However, today I want to dispel a myth. A misconstrued notion that I am good at doing this. In the past month or so, I have been told several times that I was able to do these things only because I am good at it.

Myth #1 : I am good at moving to new places.

Reality: Nope. I hate moving and leaving people behind. 

Myth #2: I am good at meeting new people and networking.

Reality: Believe me I get nervous before every single meeting. I much rather hide under the blanket with a book than go out and meet new people. 

Myth #3: I am very comfortable trying new things.

Reality: Not true by any stretch of imagination. I am the same guy who ate the same exact dinner (baked salmon with sautéed bacon and kale ) every day for over 6 months last year, because I liked it and it was easy to make. 

Myth #4: The above myths are not necessary.

Reality: They absolutely are!

[Record excerpts]:

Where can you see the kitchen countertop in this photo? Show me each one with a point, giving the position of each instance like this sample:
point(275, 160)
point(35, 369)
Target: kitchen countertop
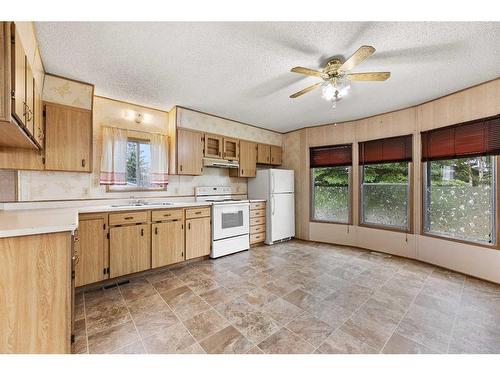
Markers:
point(23, 222)
point(15, 223)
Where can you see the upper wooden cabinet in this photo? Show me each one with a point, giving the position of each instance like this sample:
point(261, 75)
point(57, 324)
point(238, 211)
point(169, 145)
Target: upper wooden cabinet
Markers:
point(18, 100)
point(68, 138)
point(248, 160)
point(263, 153)
point(276, 155)
point(189, 152)
point(213, 146)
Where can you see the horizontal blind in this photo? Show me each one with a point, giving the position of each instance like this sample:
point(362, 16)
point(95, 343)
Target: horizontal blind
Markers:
point(472, 138)
point(386, 150)
point(330, 156)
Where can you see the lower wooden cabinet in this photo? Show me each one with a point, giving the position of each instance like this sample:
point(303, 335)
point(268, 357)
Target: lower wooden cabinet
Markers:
point(167, 243)
point(35, 294)
point(129, 249)
point(91, 251)
point(198, 237)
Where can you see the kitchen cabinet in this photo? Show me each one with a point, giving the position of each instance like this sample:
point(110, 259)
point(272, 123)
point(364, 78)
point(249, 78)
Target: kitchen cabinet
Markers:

[Stated problem]:
Transcribe the passage about personal myths between "Myth #1 : I" and "meet new people.", inclusive.

[Reply to the task]:
Myth #1 : I am good at moving to new places.

Reality: Nope. I hate moving and leaving people behind. 

Myth #2: I am good at meeting new people and networking.

Reality: Believe me I get nervous before every single meeting. I much rather hide under the blanket with a book than go out and meet new people.